(Collected data)
%%

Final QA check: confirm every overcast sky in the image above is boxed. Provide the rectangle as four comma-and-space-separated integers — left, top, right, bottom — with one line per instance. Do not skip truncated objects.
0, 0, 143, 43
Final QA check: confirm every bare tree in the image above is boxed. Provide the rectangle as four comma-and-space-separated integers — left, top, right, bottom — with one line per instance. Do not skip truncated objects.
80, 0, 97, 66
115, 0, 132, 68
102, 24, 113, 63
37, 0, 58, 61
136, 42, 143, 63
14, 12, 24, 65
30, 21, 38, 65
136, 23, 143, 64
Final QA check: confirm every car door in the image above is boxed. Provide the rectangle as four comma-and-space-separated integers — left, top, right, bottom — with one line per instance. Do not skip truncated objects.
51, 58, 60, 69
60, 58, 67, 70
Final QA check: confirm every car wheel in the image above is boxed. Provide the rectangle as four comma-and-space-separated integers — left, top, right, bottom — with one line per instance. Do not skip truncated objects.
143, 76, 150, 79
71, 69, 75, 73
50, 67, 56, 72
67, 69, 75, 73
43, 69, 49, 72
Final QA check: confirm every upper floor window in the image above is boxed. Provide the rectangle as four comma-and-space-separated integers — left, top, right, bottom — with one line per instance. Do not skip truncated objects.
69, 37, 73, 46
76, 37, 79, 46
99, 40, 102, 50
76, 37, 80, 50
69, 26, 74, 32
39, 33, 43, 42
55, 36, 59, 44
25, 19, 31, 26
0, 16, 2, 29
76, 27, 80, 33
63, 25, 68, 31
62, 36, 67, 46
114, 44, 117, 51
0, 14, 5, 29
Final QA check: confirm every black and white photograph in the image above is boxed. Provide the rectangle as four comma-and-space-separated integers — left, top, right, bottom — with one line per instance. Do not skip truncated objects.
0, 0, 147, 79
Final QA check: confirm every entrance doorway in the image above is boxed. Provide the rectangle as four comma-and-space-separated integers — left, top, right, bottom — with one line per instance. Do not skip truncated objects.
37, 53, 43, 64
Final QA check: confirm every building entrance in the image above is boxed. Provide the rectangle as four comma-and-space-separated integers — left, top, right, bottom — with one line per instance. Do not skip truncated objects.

%%

WORK ITEM: Write every entry out again. Keep each one exact.

RESULT OF THE TASK:
Final QA check: confirm every overcast sky in the image above is boxed. Provide the rectangle as four comma-and-space-separated integers — left, top, right, bottom — with one line per instance. Do not skip truncated objects.
0, 0, 143, 43
Final QA check: confirm every bare tree in the image above is boxed. Provide the rectangle as four comma-and-space-separated integers — left, top, right, bottom — with one line per instance. Do not skip truncated objects.
80, 0, 97, 66
115, 0, 132, 68
102, 24, 113, 63
37, 0, 58, 61
136, 42, 143, 63
14, 12, 24, 65
30, 21, 38, 65
136, 23, 143, 64
Final QA check: confirm every car door in the image above is boxed. Provide the rectangle as four comma-and-space-separated integers — left, top, right, bottom — with one line per instance. Do not skip truncated objects.
51, 58, 60, 69
60, 58, 67, 70
Final QA check: confirm every car wheel in the image above is boxed. Provide the rectangle as four comma-and-space-separated integers — left, top, right, bottom — with one line per instance. Do not skip truncated objects.
143, 76, 150, 79
71, 69, 75, 73
50, 67, 56, 72
67, 69, 75, 73
43, 69, 49, 72
Final QA check: confirm every upper floor window in the image above is boxed. Provide the rectangle as four comma-and-space-separated integers — left, top, right, bottom — with one line per instance. Do not skip truncated objects.
69, 37, 73, 46
76, 37, 79, 46
99, 40, 102, 50
76, 37, 80, 50
69, 26, 74, 32
39, 33, 43, 42
55, 36, 59, 44
25, 19, 31, 26
0, 16, 2, 29
76, 27, 80, 33
63, 25, 68, 31
62, 36, 67, 46
114, 44, 117, 51
0, 14, 5, 29
Final QA check: confirm every black and white photograph in the image above is boxed. Provide the rectangle as four comma-and-space-separated integers — left, top, right, bottom — with one line per instance. Do not skip truncated objects.
0, 0, 147, 79
Final QA check: confirm every entrance doorway in the image above is boxed. Provide the rectangle as four comma-and-space-separated integers — left, top, right, bottom — with one line per instance. Do not skip truncated objects.
37, 53, 43, 64
Final QA check: confirm every building entrance in the image above is boxed. Provide the rectangle as four comma-and-space-separated integers — left, top, right, bottom — with one line per instance. Do not skip truncated objects.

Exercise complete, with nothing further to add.